§ SELECTED PASSAGE:
Perhaps the most telling fact for this purpose is Witte's failure to take advantage of the preventive and corrective opportunities available to him, such as filing a grievance with his union. He was successful when he grieved his termination before the arbitrator and has presented no evidence that another appearance before an arbitrator would be a sham proceeding. As the district court observed, citing Wozniak v. Conry, 236 F.3d 888, 890 (7th Cir. 2001), "[o]ne who has spurned an invitation to explain himself can't complain that he has been deprived of an opportunity to be heard." That describes Witte's situation perfectly. The district court's summary judgment for the defendants was equally correct if we understand his argument as a procedural one.


Finally, we consider Witte's attempt to present a retaliation claim, under either the First Amendment or Wisconsin's whistle-blower statute, Wis. Stat. § 895.65. The district court dismissed this claim on the grounds that Witte's speech was not protected under either the federal or the state constitution. Witte concedes this point, which eliminates any chance for relief under § 1983 and the First Amendment. He argues, however, that the court failed to consider an alternative ground for relief under the Wisconsin statute, namely, retaliation because "the employer or employer's agent believes that the employee so exercised his or her [First Amendment or Wis. Const. Art. I, sec. 3] rights." Wis. Stat. § 895.65(2). Witte argues that even if the employee's speech is unprotected, the statute protects the employee when the employer retaliates against him under the mistaken belief that the speech was protected. The defendants do not read the statute this way. In their view, the word "believes" modifies the word "employee," and thus the phrase means that as long as protected speech is involved, the statute protects an employee who had not engaged in the specified conduct but was subject to retaliation because the employer erroneously thought that he (rather than another person) had done so.

§ DATA SEGMENT:
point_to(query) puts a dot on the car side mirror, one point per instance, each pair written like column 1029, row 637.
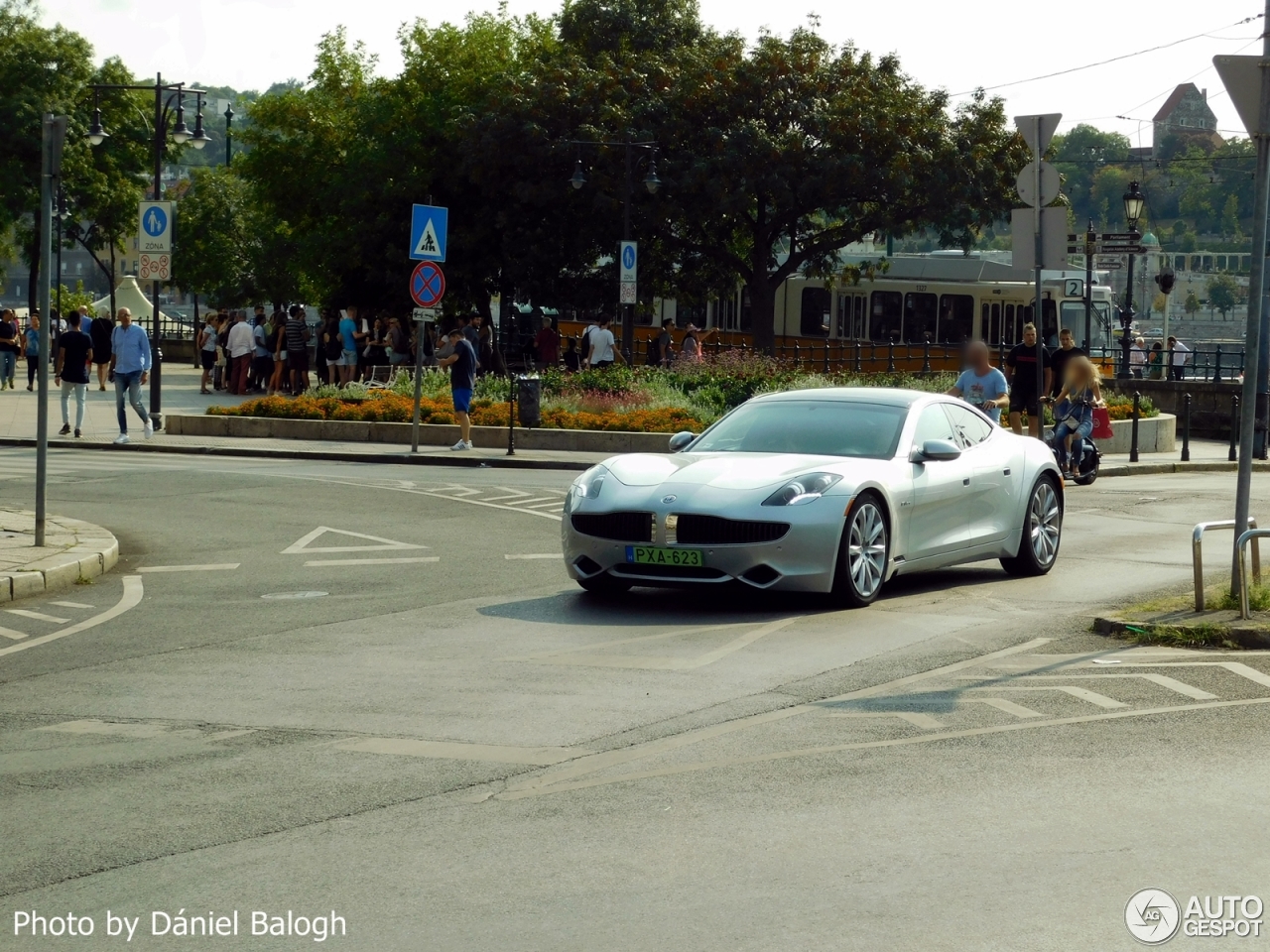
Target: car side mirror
column 681, row 439
column 935, row 451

§ SET OF TASKS:
a - Output the stretch of the Witte passage from "Perhaps the most" through "a procedural one.", word for word.
b - According to the Witte passage, on what grounds did the district court dismiss Witte's retaliation claim?
The data above were drawn from a source unrelated to the Witte passage.

§ EXPECTED RESULTS:
a -
Perhaps the most telling fact for this purpose is Witte's failure to take advantage of the preventive and corrective opportunities available to him, such as filing a grievance with his union. He was successful when he grieved his termination before the arbitrator and has presented no evidence that another appearance before an arbitrator would be a sham proceeding. As the district court observed, citing Wozniak v. Conry, 236 F.3d 888, 890 (7th Cir. 2001), "[o]ne who has spurned an invitation to explain himself can't complain that he has been deprived of an opportunity to be heard." That describes Witte's situation perfectly. The district court's summary judgment for the defendants was equally correct if we understand his argument as a procedural one.

b - The district court held that Witte's speech was not protected under either the federal or the state constitution.